EXTRACT TO READ:
::::

In most cases, average diagnostic confidence values with observation of dynamic images for both reviewer A and B were higher than that without observation of dynamic images. However, significant differences were not present. In many cases, information about lymphatic flow was added with observation of dynamic images (Miura et al. 2010). Dynamic images were also useful when a hot spot could not be determined to be a lymph node, or a so-called “lymphatic lake”, that is, focal dilatation of lymphatic collecting vessel (Uren et al. 2003; Miura et al. 2010). However, too few upper extremities were analyzed in order to calculate diagnostic confidence value in the present study.

  1. c)

    Categorization of visualized lymphatic patterns

In cases of the lower extremities, the “popliteal type” was found in one of 21 cases, only 5%. This fact may indicate that lymphatic patterns are limited in cases in which the popliteal lymph node is the sentinel lymph node, and all inguinal lymph nodes are second echelon lymph nodes (Miura et al. 2010; Kutsuna 1968).

In cases of the upper extremities, the “cubital type” was one of 4 cases, or 25%. There may possibly be many lymphatic patterns in which the cubital lymph node is the sentinel lymph node, and all axillary lymph nodes are second echelon lymph nodes. However, there were not enough cases of the upper extremities in the present study to conclude this.

  1. d)

::::

Saved data entries:
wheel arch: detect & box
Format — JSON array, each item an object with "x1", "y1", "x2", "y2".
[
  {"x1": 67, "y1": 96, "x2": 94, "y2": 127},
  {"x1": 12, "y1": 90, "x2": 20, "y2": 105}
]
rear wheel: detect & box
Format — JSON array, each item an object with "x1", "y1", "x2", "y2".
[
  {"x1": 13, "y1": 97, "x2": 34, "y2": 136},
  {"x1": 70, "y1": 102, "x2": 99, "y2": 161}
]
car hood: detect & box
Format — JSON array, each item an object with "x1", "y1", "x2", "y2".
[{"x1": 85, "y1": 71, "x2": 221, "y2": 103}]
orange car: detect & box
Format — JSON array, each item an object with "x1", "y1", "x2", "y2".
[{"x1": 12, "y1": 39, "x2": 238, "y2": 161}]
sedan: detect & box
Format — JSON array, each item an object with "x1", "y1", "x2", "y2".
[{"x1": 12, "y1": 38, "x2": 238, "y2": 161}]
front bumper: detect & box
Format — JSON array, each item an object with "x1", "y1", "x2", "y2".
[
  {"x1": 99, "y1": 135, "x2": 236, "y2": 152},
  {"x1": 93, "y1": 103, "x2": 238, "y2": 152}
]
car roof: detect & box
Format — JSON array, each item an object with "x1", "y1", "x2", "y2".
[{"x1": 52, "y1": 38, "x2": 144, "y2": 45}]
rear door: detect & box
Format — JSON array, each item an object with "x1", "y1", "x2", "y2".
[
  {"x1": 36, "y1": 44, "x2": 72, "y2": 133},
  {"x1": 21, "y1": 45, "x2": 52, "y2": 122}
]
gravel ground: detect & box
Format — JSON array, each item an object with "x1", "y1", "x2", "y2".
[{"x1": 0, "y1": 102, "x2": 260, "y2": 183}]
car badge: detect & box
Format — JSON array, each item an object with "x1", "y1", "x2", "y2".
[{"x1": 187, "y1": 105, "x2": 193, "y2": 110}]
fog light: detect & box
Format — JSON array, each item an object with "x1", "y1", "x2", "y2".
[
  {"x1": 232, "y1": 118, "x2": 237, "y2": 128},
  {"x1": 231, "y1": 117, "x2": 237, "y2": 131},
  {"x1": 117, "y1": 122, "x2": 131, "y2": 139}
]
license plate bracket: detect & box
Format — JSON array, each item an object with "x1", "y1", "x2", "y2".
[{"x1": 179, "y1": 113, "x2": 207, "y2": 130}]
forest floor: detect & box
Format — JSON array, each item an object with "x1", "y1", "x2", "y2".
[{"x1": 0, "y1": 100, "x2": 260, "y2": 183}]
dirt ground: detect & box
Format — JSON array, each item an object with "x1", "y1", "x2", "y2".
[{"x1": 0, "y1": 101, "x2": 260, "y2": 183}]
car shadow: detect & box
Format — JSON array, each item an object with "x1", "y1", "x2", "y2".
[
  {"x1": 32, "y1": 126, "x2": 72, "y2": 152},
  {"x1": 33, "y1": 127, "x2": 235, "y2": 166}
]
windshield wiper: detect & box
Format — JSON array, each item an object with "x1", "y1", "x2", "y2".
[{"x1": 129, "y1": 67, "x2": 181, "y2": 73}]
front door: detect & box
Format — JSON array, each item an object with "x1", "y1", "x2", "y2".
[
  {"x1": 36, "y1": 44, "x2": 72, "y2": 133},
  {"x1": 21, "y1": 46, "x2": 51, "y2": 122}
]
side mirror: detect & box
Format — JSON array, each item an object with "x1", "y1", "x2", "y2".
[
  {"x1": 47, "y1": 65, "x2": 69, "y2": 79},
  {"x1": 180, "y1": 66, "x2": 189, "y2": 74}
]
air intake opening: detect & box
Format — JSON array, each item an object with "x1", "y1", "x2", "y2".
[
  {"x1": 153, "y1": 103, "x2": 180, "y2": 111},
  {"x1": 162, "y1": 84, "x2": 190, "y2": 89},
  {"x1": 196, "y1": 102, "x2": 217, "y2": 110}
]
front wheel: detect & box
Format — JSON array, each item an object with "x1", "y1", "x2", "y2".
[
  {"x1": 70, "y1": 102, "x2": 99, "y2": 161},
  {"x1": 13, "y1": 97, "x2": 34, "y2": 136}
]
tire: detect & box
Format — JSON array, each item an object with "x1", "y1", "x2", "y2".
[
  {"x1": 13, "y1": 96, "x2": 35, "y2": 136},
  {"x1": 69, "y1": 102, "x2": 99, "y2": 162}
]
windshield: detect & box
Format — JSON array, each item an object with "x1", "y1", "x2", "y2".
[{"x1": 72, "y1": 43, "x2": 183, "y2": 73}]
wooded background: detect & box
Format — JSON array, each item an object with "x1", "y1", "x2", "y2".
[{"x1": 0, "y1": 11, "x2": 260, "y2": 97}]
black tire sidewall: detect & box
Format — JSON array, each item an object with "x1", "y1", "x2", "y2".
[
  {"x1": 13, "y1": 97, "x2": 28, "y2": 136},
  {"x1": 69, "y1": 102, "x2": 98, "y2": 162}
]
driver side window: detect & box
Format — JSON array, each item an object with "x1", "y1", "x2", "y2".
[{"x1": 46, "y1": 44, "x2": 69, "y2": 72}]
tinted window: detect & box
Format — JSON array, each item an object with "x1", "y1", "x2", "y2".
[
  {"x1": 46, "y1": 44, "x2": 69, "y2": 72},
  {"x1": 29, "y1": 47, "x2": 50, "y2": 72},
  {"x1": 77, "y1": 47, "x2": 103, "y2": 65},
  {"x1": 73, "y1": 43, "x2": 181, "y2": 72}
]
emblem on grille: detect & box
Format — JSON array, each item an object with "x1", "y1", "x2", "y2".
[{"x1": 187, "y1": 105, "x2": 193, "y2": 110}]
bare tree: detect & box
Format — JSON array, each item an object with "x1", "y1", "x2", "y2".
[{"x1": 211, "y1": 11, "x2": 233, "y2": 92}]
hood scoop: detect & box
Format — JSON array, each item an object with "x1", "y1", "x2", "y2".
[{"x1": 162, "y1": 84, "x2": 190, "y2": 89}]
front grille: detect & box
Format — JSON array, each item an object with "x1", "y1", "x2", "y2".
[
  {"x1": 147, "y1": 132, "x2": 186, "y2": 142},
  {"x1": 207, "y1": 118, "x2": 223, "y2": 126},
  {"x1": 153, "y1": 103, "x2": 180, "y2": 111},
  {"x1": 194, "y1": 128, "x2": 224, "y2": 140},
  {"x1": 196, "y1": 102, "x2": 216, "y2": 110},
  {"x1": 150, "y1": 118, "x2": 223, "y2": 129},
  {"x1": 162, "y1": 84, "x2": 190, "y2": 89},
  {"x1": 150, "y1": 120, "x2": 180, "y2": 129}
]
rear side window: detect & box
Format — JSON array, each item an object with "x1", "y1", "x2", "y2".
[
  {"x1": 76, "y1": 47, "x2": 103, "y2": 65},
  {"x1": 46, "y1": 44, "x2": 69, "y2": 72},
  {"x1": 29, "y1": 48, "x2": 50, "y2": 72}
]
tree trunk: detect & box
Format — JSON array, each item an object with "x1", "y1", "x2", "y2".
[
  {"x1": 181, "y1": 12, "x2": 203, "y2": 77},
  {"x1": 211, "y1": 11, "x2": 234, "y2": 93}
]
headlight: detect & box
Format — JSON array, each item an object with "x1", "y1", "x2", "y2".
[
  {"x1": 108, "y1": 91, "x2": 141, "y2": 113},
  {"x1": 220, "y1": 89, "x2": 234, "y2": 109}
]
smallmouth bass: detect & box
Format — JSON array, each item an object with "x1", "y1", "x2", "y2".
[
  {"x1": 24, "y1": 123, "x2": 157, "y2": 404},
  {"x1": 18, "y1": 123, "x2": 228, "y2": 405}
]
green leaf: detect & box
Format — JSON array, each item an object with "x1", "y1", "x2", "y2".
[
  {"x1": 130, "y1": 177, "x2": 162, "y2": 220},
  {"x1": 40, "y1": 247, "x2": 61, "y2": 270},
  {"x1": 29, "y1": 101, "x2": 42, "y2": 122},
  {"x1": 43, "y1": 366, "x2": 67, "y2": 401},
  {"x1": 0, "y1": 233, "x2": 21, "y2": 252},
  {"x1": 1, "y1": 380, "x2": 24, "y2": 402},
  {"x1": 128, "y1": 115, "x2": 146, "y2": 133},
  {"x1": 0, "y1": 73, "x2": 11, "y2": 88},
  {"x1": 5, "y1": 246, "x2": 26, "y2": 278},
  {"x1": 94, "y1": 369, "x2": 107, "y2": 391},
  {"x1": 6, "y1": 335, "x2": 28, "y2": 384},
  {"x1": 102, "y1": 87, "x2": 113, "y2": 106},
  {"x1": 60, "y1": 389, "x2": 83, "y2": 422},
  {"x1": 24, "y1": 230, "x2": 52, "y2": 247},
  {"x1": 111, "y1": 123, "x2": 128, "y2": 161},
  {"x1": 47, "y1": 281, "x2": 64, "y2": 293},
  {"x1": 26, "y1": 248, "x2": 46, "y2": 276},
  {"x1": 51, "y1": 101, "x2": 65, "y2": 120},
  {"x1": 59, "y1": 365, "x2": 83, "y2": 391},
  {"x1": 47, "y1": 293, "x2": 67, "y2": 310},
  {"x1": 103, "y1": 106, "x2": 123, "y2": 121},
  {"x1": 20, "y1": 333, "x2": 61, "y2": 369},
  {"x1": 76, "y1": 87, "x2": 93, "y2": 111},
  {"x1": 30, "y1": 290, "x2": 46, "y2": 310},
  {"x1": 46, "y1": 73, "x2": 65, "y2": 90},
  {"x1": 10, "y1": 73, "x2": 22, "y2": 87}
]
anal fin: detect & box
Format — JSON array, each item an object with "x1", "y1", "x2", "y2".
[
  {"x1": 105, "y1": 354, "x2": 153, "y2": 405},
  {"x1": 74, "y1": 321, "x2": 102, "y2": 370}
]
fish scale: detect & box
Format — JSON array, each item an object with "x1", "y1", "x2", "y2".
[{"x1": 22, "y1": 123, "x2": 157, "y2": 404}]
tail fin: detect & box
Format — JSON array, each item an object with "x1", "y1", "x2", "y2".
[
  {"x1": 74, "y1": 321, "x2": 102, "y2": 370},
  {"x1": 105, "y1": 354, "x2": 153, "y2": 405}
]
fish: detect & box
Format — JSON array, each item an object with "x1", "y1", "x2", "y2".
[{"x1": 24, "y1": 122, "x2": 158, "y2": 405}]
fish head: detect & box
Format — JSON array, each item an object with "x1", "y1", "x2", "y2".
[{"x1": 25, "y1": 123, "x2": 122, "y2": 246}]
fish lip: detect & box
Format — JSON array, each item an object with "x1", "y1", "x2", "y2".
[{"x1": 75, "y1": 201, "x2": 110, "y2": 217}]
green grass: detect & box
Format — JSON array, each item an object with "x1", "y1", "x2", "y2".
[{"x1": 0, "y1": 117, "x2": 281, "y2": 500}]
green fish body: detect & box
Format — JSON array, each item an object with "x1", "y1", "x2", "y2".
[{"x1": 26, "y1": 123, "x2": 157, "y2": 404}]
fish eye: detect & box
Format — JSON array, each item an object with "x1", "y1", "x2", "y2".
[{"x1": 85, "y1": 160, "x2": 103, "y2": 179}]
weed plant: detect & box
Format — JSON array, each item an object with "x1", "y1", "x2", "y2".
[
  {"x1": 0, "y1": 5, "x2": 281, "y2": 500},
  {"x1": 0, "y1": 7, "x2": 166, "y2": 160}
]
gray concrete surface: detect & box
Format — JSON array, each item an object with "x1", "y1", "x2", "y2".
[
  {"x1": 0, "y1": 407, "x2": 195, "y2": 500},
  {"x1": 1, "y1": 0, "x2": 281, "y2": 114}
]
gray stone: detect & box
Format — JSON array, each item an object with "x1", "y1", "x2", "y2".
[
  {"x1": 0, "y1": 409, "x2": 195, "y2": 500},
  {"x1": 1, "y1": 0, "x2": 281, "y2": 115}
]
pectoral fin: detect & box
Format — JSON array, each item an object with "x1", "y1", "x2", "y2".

::::

PROBLEMS TO WORK ON:
1. In the passage on lymphatic patterns, what proportion of the lower-extremity cases was found to be of the "popliteal type"?
2. Proceed with the passage on lymphatic patterns from the point where it stops.

RESULTS FOR EACH TASK:
1. One of 21 cases, or 5%.

2.
    Trustworthiness of dynamic images

There are many problems with dynamic images of sentinel lymphoscintigraphy. Because of the faint radioactivity of lymphatic vessels, visualization is often obscure: therefore, whether or not all lymphatic channels are visualized is questionable. Furthermore, lymphatic drainage often flows outside the image acquisition time. Overlapping lymphatic vessels often prevent comprehension of the correct lymphatic direction (Matter et al. 2007). Differentiation between a lymph node and a “lymphatic lake” (Uren et al. 2003; Matter et al. 2007) is sometimes difficult. Lymphatic lakes should not be mistaken for interval nodes, which retain tracer and are hot on delayed scans (Uren et al. 2003). Therefore, in the present circumstances, all biopsies of the hot spots determined to be lymph nodes should not be excluded in order to avoid the risk of undertreatment (Matter et al. 2007). However, excessive biopsies should be avoided as much as possible from the viewpoint of the sentinel lymph node concept (Pijpers et al. 1997). Many problems surrounding these issues remain to be resolved.

Conclusions

The present study examined whether or not the use of dynamic images alters the outcome of sentinel lymph node assessment in patients with malignant skin neoplasms of the upper and lower extremities. Some lymphatic channels were observed using early phase dynamic images only, and sentinel lymph node assessment was altered in some cases. Determination of whether a lymph node is a sentinel lymph node depends on visualization of the lymphatic network. In the cases of the lower extremities, the average diagnostic confidence value of sentinel lymph node assessment is usually higher with observation of dynamic images. In many cases, information about lymphatic flow was added with observation of dynamic images and it was helpful for sentinel lymph node assessment. It is necessary to use dynamic images alongside skillful observation in assessment of sentinel lymph nodes.